- _Text excerpt_:
= = = = =

"Boys Will Be Boys" is a song by American rock band The Hooters, which was released in 1993 as the second single from their fifth studio album Out of Body. The song was written by Rob Hyman, Eric Bazilian and Cyndi Lauper, and produced by Joe Hardy, Bazilian and Hyman. Lauper also provides guest vocals on the song.

Background
"Boys Will Be Boys" was co-written with Cyndi Lauper, who also contributed guest vocals on the track. She first worked with Hyman and Bazilian on the recording of her 1983 debut album She's So Unusual, which included the Hyman/Lauper-penned "Time After Time". Hyman and Bazilian collaborated with Lauper again for her fourth album Hat Full of Stars (1993) by performing on the album and co-writing five of the tracks, including the single "That's What I Think".

= = = = =

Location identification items

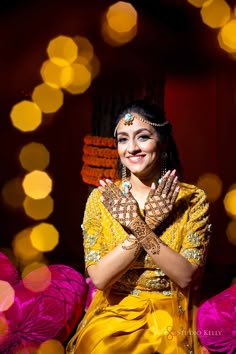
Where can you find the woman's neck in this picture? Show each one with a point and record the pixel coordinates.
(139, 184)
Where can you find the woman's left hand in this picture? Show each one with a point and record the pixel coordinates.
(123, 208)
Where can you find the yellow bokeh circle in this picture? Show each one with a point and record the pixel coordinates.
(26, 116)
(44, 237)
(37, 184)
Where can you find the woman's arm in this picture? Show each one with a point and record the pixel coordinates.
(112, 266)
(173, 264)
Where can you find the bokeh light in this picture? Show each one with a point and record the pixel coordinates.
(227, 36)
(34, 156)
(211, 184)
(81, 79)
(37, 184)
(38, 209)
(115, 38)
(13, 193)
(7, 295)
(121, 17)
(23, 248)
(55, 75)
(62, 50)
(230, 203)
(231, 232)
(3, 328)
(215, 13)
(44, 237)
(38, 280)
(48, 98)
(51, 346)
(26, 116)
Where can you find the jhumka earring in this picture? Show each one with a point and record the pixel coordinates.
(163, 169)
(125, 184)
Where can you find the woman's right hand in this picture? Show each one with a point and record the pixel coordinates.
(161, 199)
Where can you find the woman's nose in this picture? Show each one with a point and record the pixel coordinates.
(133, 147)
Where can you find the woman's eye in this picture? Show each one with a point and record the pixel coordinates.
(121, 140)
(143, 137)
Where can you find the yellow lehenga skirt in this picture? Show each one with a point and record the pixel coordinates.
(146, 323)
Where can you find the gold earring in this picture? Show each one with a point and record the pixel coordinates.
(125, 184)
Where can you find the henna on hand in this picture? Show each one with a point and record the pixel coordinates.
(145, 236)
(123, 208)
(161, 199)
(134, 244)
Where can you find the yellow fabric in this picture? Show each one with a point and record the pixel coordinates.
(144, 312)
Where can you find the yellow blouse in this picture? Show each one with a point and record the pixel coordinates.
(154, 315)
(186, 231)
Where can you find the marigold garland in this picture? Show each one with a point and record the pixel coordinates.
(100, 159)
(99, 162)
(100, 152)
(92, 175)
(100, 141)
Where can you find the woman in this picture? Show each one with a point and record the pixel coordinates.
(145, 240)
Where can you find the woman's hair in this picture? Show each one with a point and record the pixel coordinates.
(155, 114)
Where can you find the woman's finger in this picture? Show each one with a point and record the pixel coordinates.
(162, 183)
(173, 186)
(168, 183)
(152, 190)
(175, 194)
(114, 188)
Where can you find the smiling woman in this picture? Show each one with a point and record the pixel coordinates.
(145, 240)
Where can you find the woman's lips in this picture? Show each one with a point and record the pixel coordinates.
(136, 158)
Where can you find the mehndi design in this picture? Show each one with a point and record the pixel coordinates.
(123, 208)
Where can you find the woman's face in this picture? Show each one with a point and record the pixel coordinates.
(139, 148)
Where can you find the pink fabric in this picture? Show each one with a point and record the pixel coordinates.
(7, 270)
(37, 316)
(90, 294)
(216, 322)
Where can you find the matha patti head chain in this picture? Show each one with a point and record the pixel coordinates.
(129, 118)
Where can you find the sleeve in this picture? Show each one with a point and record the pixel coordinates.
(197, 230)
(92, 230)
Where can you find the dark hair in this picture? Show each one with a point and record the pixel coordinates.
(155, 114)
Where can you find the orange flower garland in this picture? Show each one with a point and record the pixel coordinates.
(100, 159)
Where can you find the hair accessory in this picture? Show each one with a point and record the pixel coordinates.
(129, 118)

= = = = =

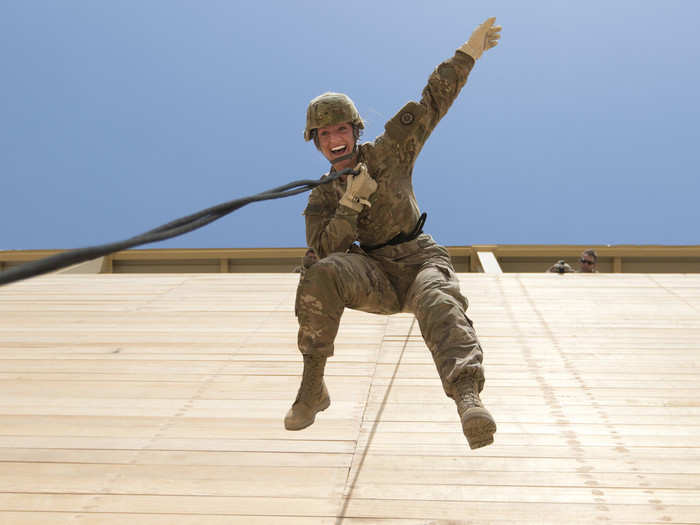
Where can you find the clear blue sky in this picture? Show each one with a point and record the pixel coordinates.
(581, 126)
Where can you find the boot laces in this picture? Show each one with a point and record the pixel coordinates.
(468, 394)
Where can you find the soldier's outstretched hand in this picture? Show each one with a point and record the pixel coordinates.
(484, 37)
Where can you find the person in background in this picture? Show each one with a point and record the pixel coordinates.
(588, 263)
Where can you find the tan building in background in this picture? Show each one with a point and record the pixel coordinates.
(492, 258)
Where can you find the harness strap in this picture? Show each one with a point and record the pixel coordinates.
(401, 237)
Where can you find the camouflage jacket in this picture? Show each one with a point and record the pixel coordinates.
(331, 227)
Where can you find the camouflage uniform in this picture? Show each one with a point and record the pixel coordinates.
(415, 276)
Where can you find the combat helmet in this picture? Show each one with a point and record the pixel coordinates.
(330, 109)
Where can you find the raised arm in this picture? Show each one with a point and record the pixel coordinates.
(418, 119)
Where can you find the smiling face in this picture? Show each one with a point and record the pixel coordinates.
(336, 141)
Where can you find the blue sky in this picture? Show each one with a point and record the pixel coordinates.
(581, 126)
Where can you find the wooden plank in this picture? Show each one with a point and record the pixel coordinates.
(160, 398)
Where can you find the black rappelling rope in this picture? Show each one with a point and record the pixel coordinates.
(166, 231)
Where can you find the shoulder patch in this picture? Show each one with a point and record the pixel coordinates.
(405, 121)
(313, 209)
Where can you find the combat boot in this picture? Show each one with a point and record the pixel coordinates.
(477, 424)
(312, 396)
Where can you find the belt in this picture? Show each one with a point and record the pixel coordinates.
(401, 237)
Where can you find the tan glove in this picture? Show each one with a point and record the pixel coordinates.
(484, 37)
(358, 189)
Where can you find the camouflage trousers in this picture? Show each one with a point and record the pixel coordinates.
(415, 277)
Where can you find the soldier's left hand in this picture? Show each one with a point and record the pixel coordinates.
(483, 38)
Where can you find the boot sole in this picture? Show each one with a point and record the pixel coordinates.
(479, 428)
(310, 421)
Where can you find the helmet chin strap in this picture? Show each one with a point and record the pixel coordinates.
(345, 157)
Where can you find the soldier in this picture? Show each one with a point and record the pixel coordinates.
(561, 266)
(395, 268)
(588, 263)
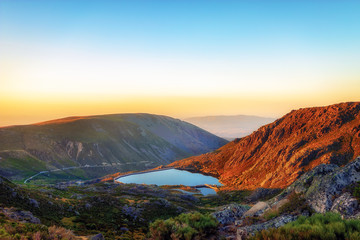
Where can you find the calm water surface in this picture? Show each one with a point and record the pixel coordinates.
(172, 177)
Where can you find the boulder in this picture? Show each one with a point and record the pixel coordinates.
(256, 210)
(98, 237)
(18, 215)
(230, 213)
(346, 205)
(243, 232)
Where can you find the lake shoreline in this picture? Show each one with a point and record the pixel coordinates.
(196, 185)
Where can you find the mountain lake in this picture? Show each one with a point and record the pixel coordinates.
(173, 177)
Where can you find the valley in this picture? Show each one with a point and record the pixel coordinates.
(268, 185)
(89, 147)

= = = = =

- _What the task asks_: Pick up the write-up on the Hooters song "Boys Will Be Boys" after its last sentence and continue it.

- _Final result_:
The Hooters originally suggested Lauper record the song herself. Bazilian told The News Journal in 1993: "We thought this would be great for Cyndi. She liked the song, but thought it was better for us, but she did sing on it." The song begins with a ten-second rendition of the chorus of "Wild Mountain Thyme".

Critical reception
In a review of Out of Body, Barbara Jaeger of The Record described the song as an "Irish-inflected rocker" which with "Twenty Five Hours a Day" gets the album "off to a brilliant start". John Everson of the Southtown Star considered the song to be the Hooters' "playful answer" to "Girls Just Want to Have Fun", with Lauper's appearance "brighten[ing] up the proceedings". Scott Benarde of The Palm Beach Post felt the collaboration between the Hooters and Lauper was a "winning formula" on the "muscular pop-rock tune". Ira Robins of Trouser Press described the song as an "ebullient number that could have gone on Lauper's first album".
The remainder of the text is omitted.